Photo-based referring expression data —
*-*-*

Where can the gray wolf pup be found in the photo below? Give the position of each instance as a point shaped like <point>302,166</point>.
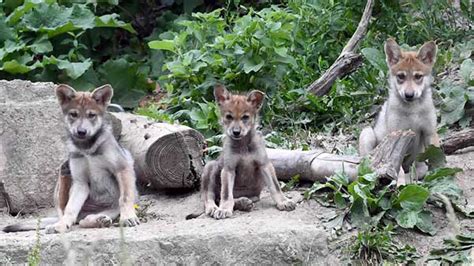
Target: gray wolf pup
<point>102,182</point>
<point>409,105</point>
<point>243,169</point>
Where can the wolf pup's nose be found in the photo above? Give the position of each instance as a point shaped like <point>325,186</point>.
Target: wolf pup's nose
<point>409,95</point>
<point>81,132</point>
<point>236,132</point>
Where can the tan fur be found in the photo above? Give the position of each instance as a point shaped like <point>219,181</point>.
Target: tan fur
<point>236,179</point>
<point>100,186</point>
<point>409,105</point>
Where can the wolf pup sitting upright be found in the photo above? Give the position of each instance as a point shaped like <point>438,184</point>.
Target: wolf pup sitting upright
<point>102,183</point>
<point>243,168</point>
<point>409,105</point>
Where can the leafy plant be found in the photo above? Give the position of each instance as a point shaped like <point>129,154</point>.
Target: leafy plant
<point>454,251</point>
<point>373,246</point>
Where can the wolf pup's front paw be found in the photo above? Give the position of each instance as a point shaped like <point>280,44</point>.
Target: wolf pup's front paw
<point>222,213</point>
<point>59,227</point>
<point>286,205</point>
<point>130,221</point>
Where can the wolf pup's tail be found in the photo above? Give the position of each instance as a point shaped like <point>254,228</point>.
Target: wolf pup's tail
<point>30,225</point>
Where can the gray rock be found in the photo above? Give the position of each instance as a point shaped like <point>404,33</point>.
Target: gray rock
<point>31,144</point>
<point>262,236</point>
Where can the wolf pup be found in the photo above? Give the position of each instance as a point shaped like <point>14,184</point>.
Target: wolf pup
<point>102,183</point>
<point>409,105</point>
<point>243,168</point>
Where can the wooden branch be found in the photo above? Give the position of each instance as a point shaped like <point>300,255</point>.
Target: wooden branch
<point>316,165</point>
<point>348,61</point>
<point>458,140</point>
<point>343,66</point>
<point>388,156</point>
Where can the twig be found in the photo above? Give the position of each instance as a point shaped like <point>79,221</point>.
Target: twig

*-*-*

WHAT THE TASK REQUIRES — From the entries above, tally every line holding the string "twig". Give only the count.

ANSWER SECTION — 2